_Entries provided_.
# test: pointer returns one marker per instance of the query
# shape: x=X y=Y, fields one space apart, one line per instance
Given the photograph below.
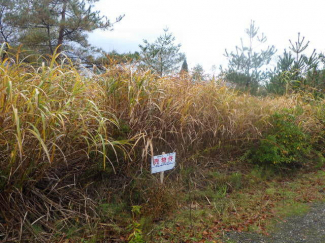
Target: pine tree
x=46 y=25
x=244 y=65
x=163 y=56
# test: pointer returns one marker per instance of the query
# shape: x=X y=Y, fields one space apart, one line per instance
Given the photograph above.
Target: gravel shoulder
x=307 y=228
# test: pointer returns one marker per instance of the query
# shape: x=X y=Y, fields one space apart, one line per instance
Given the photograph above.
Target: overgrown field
x=75 y=149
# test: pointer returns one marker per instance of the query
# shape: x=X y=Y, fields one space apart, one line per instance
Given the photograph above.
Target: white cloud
x=205 y=28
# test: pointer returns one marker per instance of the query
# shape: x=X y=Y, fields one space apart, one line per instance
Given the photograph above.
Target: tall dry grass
x=57 y=124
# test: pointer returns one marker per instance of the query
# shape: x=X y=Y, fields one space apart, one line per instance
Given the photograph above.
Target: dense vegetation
x=72 y=145
x=78 y=131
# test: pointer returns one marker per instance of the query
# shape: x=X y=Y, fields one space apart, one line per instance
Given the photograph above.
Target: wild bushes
x=59 y=130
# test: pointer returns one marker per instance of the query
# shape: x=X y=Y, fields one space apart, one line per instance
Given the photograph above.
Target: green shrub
x=285 y=145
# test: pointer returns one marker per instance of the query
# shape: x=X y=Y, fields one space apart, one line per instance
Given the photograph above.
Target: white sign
x=163 y=162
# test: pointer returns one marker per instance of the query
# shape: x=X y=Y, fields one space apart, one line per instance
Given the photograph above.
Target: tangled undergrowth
x=71 y=143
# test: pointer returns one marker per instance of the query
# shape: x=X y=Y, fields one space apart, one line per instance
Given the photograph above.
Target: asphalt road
x=307 y=228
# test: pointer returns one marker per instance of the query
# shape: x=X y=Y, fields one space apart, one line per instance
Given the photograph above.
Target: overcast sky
x=206 y=27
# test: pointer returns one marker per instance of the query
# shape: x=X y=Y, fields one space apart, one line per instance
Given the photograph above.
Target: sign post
x=161 y=163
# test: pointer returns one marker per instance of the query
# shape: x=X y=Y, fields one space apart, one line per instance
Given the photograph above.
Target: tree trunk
x=62 y=27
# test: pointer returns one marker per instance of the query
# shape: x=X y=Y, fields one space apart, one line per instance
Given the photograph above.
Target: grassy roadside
x=75 y=154
x=255 y=207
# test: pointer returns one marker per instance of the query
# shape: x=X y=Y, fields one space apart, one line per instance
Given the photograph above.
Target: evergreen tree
x=63 y=24
x=296 y=71
x=163 y=56
x=245 y=63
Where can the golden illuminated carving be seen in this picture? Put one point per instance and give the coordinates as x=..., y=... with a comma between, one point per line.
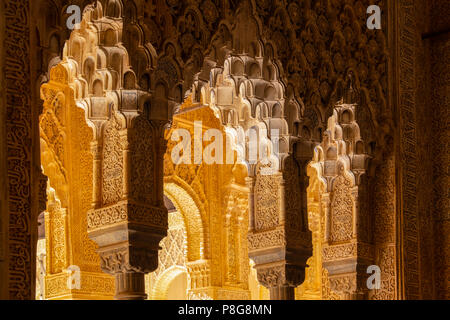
x=67, y=161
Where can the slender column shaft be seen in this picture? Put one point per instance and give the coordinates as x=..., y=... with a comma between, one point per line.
x=130, y=286
x=282, y=293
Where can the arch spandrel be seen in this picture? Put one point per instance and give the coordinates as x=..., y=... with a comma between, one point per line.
x=67, y=161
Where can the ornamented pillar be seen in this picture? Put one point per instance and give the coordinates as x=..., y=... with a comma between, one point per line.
x=279, y=241
x=132, y=219
x=347, y=244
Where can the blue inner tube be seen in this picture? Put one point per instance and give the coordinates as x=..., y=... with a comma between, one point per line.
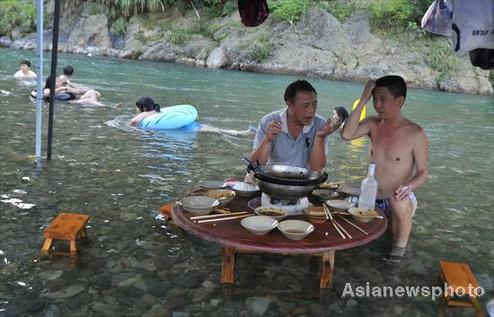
x=63, y=96
x=174, y=117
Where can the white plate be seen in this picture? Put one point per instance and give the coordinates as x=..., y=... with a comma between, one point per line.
x=212, y=184
x=259, y=225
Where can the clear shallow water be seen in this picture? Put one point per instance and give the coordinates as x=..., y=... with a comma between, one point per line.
x=135, y=264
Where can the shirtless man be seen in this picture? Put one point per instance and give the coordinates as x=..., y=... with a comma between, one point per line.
x=399, y=148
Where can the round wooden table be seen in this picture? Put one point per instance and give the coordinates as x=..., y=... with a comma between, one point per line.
x=323, y=242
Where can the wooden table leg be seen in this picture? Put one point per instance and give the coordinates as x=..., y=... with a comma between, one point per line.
x=228, y=265
x=327, y=266
x=46, y=246
x=73, y=248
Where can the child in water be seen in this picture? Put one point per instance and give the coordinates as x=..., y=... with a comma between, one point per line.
x=147, y=108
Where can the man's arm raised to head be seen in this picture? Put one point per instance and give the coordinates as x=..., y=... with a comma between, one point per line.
x=354, y=129
x=421, y=158
x=263, y=140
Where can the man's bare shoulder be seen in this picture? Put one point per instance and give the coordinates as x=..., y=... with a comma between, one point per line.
x=414, y=129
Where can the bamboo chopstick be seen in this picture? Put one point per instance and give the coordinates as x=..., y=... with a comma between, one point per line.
x=354, y=225
x=223, y=218
x=342, y=229
x=328, y=216
x=218, y=215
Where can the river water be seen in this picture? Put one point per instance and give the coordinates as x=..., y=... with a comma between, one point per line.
x=137, y=265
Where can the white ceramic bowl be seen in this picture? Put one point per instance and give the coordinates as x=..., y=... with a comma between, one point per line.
x=295, y=229
x=225, y=196
x=212, y=184
x=199, y=205
x=270, y=211
x=363, y=214
x=324, y=194
x=315, y=214
x=245, y=189
x=259, y=225
x=339, y=204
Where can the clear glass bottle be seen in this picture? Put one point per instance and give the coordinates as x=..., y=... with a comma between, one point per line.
x=368, y=189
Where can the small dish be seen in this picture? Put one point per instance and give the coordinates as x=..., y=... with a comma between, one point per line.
x=315, y=214
x=363, y=215
x=225, y=196
x=273, y=212
x=324, y=194
x=295, y=229
x=245, y=189
x=329, y=185
x=259, y=225
x=199, y=205
x=212, y=184
x=339, y=204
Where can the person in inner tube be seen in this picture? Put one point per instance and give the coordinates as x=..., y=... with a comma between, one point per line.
x=59, y=89
x=24, y=70
x=146, y=107
x=295, y=135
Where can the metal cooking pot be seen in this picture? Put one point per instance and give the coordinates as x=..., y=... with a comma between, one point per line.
x=287, y=182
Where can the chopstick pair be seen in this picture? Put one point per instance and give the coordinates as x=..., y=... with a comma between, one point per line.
x=336, y=225
x=220, y=217
x=353, y=225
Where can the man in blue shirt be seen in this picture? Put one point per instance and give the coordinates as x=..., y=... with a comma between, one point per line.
x=296, y=135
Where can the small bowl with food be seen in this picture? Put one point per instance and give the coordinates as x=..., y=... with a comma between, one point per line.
x=315, y=214
x=199, y=205
x=244, y=189
x=364, y=214
x=273, y=212
x=329, y=185
x=295, y=229
x=324, y=194
x=212, y=184
x=339, y=204
x=225, y=196
x=259, y=225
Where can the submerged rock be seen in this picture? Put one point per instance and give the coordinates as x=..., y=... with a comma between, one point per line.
x=257, y=305
x=70, y=291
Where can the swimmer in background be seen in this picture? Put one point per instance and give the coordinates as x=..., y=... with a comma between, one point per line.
x=24, y=72
x=339, y=115
x=146, y=107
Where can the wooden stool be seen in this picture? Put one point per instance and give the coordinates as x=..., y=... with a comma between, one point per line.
x=459, y=276
x=66, y=227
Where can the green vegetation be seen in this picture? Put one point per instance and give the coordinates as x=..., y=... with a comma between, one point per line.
x=14, y=13
x=179, y=36
x=128, y=8
x=289, y=10
x=342, y=9
x=442, y=59
x=262, y=48
x=397, y=15
x=119, y=26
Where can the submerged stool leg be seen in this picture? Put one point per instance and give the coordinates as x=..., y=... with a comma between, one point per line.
x=46, y=246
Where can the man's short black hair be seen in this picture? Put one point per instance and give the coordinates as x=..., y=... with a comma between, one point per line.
x=25, y=62
x=296, y=86
x=68, y=70
x=342, y=113
x=396, y=85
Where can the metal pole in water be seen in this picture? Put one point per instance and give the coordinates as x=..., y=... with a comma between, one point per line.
x=39, y=86
x=53, y=75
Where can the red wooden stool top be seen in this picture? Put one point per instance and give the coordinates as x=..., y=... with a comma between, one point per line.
x=66, y=226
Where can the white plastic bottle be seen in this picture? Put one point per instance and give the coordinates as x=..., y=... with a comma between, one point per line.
x=368, y=189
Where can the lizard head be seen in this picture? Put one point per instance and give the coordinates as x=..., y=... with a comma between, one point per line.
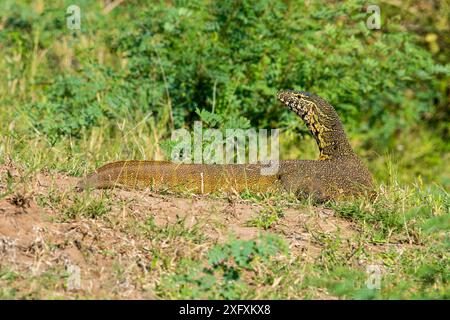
x=302, y=103
x=321, y=119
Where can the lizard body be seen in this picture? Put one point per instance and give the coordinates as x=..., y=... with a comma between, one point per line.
x=338, y=172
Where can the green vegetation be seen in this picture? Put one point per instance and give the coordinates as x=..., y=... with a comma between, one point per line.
x=73, y=99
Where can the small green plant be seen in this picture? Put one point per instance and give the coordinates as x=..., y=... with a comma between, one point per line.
x=228, y=265
x=267, y=217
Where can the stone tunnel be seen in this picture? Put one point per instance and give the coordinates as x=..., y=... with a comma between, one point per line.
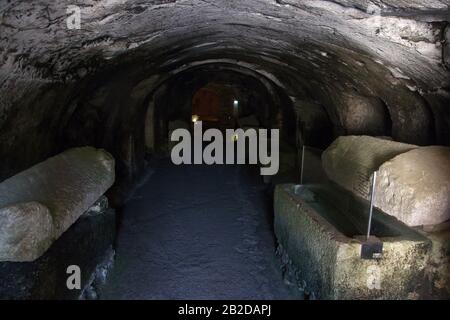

_Exercise task_. Count the lines in the listing above that contain the word "stool". Reply with the number alone.

_Reply_. 3